((

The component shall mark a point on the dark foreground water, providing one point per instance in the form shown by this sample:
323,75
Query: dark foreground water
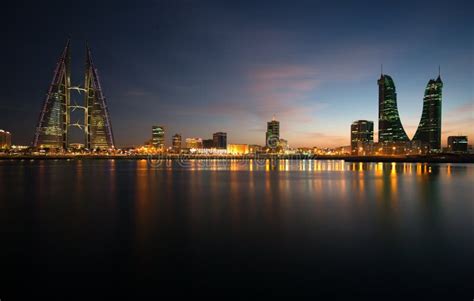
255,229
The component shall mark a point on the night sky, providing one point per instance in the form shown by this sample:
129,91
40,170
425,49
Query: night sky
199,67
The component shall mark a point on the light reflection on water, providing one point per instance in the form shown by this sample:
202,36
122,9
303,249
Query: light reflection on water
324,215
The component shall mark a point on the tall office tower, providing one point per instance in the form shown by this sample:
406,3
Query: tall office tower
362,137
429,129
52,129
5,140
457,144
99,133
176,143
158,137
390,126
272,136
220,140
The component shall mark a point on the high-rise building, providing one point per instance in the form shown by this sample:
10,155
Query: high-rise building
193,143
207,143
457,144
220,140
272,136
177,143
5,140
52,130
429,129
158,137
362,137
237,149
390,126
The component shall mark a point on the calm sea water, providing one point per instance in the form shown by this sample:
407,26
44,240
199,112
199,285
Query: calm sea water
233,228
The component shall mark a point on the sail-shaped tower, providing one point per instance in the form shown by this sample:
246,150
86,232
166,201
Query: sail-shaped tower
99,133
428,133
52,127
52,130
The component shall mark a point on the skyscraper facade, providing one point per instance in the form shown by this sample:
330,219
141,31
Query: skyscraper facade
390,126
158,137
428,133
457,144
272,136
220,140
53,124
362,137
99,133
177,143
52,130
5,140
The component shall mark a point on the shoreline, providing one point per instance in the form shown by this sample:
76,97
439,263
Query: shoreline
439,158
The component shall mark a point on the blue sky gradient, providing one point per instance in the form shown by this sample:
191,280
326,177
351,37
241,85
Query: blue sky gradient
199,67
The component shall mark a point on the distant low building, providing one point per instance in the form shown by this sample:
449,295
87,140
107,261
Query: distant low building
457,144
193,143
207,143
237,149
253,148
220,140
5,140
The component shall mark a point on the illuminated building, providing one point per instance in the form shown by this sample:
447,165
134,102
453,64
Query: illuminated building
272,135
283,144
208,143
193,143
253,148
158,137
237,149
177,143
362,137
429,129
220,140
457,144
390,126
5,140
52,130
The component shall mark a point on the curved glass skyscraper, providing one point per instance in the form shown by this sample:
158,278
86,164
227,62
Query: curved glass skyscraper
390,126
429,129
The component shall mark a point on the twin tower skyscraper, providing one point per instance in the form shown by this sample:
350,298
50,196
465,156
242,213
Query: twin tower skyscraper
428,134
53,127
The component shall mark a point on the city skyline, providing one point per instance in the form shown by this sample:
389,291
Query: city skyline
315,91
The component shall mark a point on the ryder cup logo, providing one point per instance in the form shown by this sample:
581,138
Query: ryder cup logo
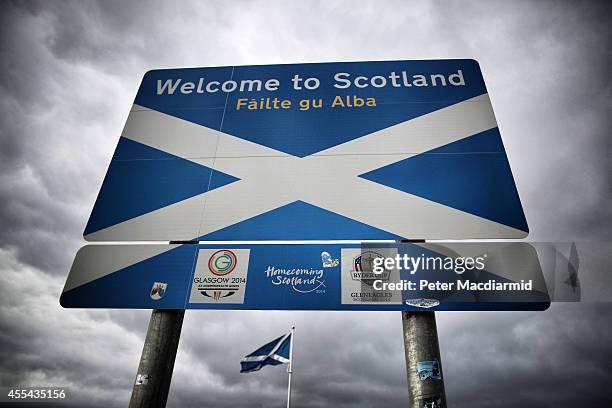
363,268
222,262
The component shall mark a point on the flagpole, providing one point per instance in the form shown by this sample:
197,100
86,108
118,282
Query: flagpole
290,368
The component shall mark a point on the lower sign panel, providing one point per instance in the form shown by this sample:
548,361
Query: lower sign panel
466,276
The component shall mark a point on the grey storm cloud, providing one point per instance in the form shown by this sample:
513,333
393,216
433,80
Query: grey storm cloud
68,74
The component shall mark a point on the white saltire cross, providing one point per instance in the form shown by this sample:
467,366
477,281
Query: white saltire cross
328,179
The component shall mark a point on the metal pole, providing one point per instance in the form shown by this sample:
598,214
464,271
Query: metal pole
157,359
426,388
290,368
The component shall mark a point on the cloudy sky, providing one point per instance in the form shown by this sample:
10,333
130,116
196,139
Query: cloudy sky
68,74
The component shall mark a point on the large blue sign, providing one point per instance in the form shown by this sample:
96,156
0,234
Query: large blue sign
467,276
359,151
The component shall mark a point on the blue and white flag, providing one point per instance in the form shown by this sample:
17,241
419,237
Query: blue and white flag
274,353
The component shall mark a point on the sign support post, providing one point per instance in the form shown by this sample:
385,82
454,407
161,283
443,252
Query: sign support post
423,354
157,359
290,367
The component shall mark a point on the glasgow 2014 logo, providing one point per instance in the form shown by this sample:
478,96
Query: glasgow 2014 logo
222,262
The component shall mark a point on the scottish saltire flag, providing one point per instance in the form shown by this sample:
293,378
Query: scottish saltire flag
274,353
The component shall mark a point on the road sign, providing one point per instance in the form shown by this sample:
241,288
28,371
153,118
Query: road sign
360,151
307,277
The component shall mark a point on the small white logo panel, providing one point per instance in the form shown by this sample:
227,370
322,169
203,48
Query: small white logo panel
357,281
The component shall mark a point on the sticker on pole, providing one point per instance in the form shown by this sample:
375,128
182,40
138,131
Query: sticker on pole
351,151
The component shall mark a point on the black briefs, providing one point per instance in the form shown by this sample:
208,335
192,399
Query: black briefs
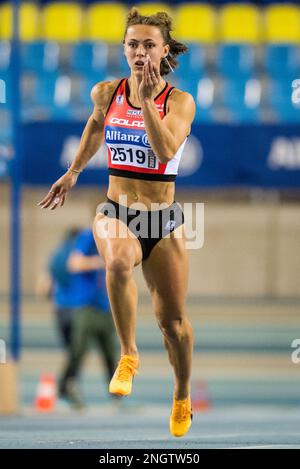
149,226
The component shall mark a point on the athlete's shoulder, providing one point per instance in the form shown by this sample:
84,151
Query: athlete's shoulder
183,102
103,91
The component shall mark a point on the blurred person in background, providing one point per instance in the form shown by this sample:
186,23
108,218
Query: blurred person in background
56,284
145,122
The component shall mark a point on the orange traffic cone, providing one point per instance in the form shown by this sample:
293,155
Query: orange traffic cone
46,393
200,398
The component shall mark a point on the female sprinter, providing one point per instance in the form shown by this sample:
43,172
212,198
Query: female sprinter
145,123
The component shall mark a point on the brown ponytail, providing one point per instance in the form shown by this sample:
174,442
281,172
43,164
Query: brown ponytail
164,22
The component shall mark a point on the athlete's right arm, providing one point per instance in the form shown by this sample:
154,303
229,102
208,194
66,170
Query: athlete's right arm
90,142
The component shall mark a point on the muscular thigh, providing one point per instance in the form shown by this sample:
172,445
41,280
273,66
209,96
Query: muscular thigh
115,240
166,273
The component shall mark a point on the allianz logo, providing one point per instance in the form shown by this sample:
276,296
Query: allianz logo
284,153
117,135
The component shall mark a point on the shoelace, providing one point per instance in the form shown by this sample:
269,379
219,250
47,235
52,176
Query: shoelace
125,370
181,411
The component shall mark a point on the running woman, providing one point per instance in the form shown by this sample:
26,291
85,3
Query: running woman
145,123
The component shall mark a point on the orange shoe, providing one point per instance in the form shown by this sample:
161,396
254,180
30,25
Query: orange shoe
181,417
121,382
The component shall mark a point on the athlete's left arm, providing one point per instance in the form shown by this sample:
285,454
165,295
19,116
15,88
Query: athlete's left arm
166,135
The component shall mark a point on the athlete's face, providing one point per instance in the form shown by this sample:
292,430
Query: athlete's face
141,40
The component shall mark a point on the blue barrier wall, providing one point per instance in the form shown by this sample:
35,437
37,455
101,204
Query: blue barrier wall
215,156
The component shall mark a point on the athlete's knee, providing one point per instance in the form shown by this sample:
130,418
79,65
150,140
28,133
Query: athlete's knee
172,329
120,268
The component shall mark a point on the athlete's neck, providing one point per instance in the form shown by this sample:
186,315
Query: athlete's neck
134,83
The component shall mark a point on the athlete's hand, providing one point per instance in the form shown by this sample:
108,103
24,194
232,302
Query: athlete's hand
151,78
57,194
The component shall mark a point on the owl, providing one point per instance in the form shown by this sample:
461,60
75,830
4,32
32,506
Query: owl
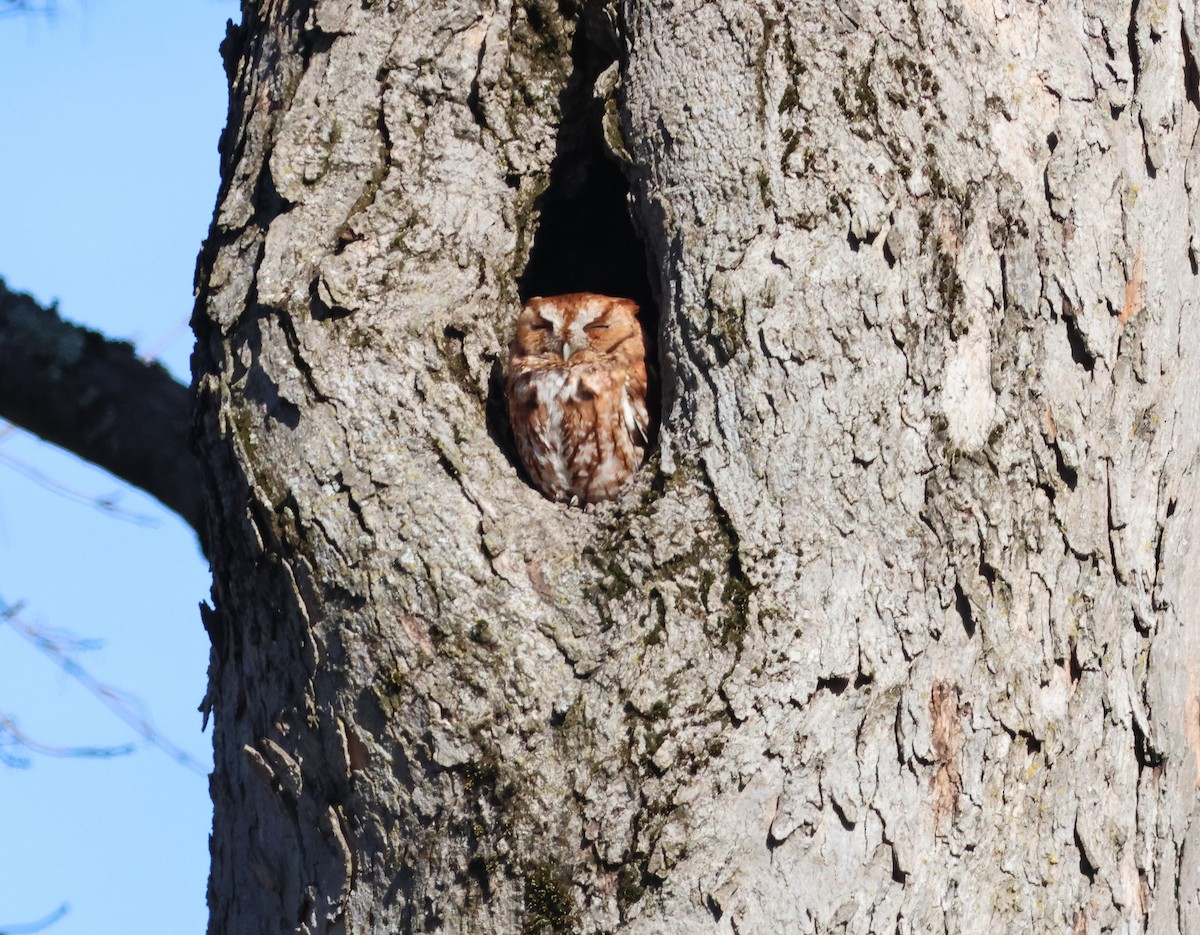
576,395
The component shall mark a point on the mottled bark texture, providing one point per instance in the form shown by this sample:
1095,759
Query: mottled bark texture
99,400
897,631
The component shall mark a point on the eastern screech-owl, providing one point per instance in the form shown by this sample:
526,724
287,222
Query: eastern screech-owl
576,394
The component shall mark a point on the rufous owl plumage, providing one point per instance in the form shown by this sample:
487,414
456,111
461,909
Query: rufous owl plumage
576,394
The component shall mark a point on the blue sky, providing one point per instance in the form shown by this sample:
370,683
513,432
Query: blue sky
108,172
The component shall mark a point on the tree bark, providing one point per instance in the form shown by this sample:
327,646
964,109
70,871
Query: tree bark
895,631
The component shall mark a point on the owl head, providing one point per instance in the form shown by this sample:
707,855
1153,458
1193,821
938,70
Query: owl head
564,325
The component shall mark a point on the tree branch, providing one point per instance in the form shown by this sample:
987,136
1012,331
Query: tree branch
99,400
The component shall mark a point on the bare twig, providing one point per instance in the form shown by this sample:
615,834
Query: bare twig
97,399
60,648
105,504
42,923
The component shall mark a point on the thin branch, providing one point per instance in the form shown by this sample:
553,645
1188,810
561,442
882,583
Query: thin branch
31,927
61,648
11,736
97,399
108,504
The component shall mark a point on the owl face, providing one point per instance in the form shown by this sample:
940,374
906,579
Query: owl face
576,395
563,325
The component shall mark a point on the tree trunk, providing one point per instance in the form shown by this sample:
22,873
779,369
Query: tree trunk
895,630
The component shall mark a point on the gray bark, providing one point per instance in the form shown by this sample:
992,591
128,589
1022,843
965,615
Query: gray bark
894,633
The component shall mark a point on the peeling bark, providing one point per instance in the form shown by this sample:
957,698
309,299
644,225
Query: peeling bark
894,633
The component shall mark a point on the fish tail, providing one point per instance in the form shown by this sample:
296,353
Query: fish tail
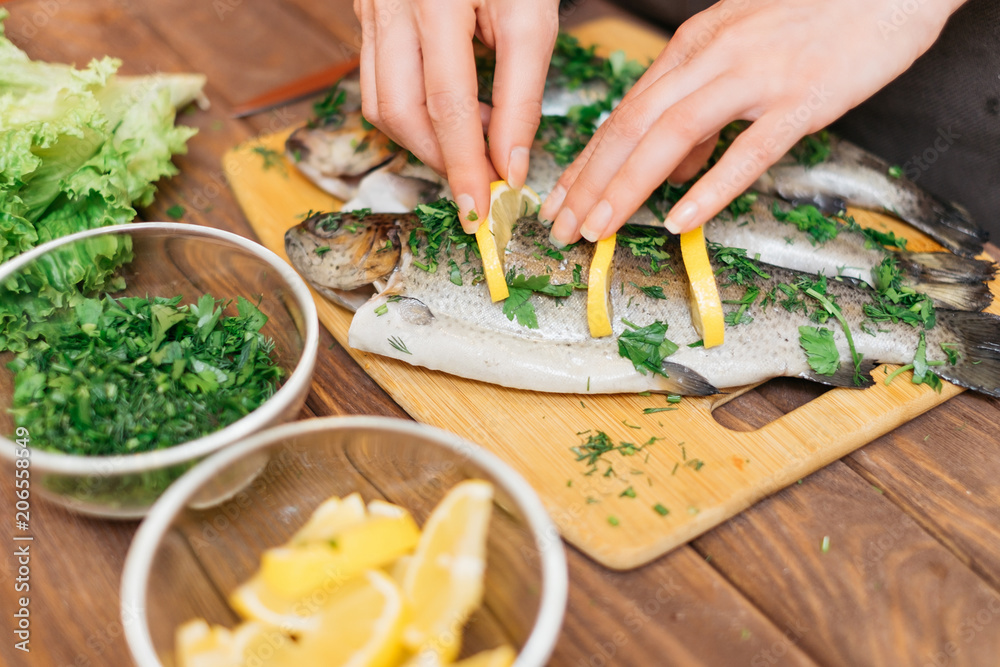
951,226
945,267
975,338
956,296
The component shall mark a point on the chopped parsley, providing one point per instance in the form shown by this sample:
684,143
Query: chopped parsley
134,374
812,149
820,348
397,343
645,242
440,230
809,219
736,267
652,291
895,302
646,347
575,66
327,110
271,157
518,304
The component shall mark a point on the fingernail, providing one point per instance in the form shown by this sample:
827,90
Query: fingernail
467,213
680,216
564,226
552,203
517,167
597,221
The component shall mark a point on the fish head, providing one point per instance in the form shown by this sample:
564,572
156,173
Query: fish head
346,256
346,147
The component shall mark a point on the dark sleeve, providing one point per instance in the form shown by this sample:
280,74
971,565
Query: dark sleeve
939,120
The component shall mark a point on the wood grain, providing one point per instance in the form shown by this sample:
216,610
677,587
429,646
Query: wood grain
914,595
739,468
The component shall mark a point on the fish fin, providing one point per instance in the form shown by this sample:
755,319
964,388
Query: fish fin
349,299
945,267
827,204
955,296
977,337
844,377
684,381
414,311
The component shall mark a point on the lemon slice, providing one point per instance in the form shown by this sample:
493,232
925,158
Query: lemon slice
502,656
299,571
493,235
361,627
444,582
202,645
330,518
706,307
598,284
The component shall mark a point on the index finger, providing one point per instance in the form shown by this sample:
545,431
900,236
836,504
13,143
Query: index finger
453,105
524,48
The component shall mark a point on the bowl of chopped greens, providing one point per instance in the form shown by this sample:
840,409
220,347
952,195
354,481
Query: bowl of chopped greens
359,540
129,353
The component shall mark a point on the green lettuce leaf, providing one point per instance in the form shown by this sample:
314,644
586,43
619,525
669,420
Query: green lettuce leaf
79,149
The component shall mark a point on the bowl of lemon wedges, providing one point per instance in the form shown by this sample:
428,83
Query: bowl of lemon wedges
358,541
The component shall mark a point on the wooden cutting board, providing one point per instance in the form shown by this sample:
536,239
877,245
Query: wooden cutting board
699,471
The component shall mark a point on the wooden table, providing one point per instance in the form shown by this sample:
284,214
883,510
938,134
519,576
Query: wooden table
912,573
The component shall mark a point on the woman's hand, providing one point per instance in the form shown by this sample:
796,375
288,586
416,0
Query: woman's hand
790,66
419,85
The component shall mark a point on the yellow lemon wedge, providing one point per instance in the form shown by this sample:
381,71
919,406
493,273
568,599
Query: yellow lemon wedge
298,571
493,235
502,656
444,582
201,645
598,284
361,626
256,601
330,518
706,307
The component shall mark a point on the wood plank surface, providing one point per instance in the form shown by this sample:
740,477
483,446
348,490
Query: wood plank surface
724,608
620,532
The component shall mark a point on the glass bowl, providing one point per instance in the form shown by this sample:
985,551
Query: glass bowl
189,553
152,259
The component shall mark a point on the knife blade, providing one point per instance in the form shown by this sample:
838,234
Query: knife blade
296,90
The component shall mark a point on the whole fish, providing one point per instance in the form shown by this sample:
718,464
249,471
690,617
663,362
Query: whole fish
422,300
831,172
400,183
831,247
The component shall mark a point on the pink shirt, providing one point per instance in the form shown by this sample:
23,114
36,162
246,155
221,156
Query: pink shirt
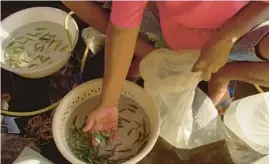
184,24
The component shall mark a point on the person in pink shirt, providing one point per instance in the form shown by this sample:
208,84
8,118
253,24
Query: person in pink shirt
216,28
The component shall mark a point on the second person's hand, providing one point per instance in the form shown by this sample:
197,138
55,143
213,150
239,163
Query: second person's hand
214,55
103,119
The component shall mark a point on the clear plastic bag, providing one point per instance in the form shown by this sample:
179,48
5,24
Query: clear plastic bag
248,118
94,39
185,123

))

> WORK TO BE COMPLETED
Begin with the line containing "The component shall mark a point on the pink" and end with the final line of the data, printing those lines exactly and only; pictures are left out.

> SOLUTION TO THIS TASK
The component shall mark a point on the pink shirt, providing one point per instance in the form shown by this sample:
23,114
36,162
246,155
221,156
Query: pink shirt
184,24
The component shall mark a point on the person in pink shirt, providing one point per instance in the form shown by this sample:
208,84
8,118
253,24
Query: person in pink shirt
216,28
The component shall mark a point on the second person's hand, providing one point per instance in the form shown by this sample:
197,138
55,143
213,150
239,163
Query: second person's hand
214,55
103,119
The component shall mark a point on the clear plastic bag, providing one point per instance in the form shown by this sample:
179,48
5,24
Query: clear plastic bag
248,118
94,39
185,123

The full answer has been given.